(TASK OBJECTIVE)
Rewrite only the lines from the one containing "Exercise. Pin every instance of the floating" through the final line, requests included. Multiply every point coordinate by 1.2 and round to whole numbers, with halves rounded up.

(Entries from a pointing dataset)
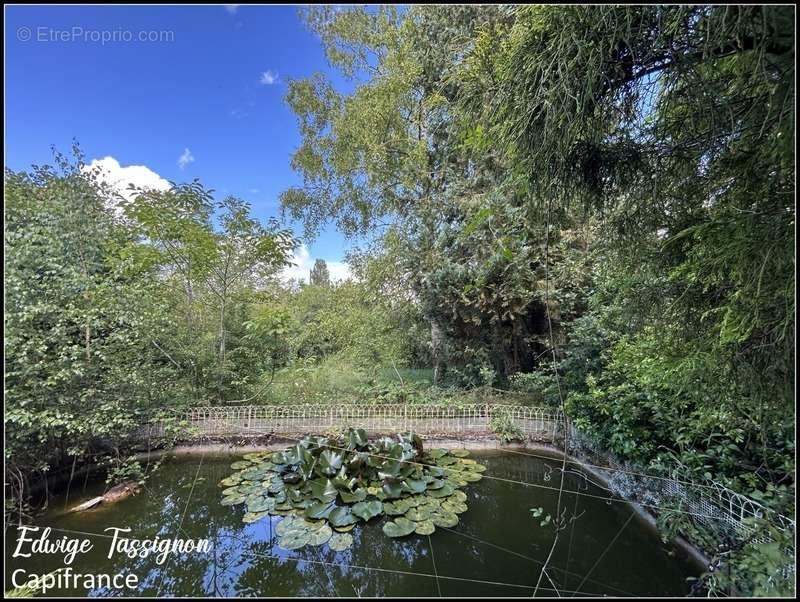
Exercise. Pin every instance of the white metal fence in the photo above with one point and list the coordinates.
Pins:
(722, 511)
(538, 424)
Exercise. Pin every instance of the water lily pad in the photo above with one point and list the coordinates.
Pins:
(340, 542)
(392, 490)
(294, 540)
(323, 490)
(458, 496)
(399, 527)
(454, 507)
(444, 519)
(396, 508)
(413, 501)
(418, 514)
(284, 526)
(359, 495)
(320, 510)
(367, 510)
(232, 500)
(320, 536)
(416, 485)
(341, 517)
(260, 504)
(445, 491)
(251, 517)
(425, 527)
(258, 456)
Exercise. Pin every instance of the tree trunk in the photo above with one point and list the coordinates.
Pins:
(437, 352)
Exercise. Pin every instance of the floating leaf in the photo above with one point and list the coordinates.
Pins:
(367, 510)
(319, 510)
(330, 462)
(392, 490)
(415, 485)
(445, 491)
(260, 504)
(283, 526)
(323, 490)
(251, 517)
(425, 527)
(320, 536)
(232, 500)
(459, 496)
(399, 527)
(444, 519)
(340, 542)
(417, 514)
(396, 508)
(359, 495)
(454, 507)
(294, 540)
(341, 517)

(EXPECTED OUTPUT)
Exercise. Pin every instance of the floating leaf in the photo above with one point and list the coordinates.
Pins:
(440, 612)
(383, 612)
(396, 554)
(470, 588)
(498, 582)
(534, 589)
(312, 605)
(340, 631)
(388, 588)
(301, 620)
(510, 632)
(384, 643)
(278, 600)
(551, 595)
(479, 632)
(533, 623)
(408, 650)
(500, 617)
(475, 610)
(431, 594)
(545, 608)
(353, 648)
(409, 620)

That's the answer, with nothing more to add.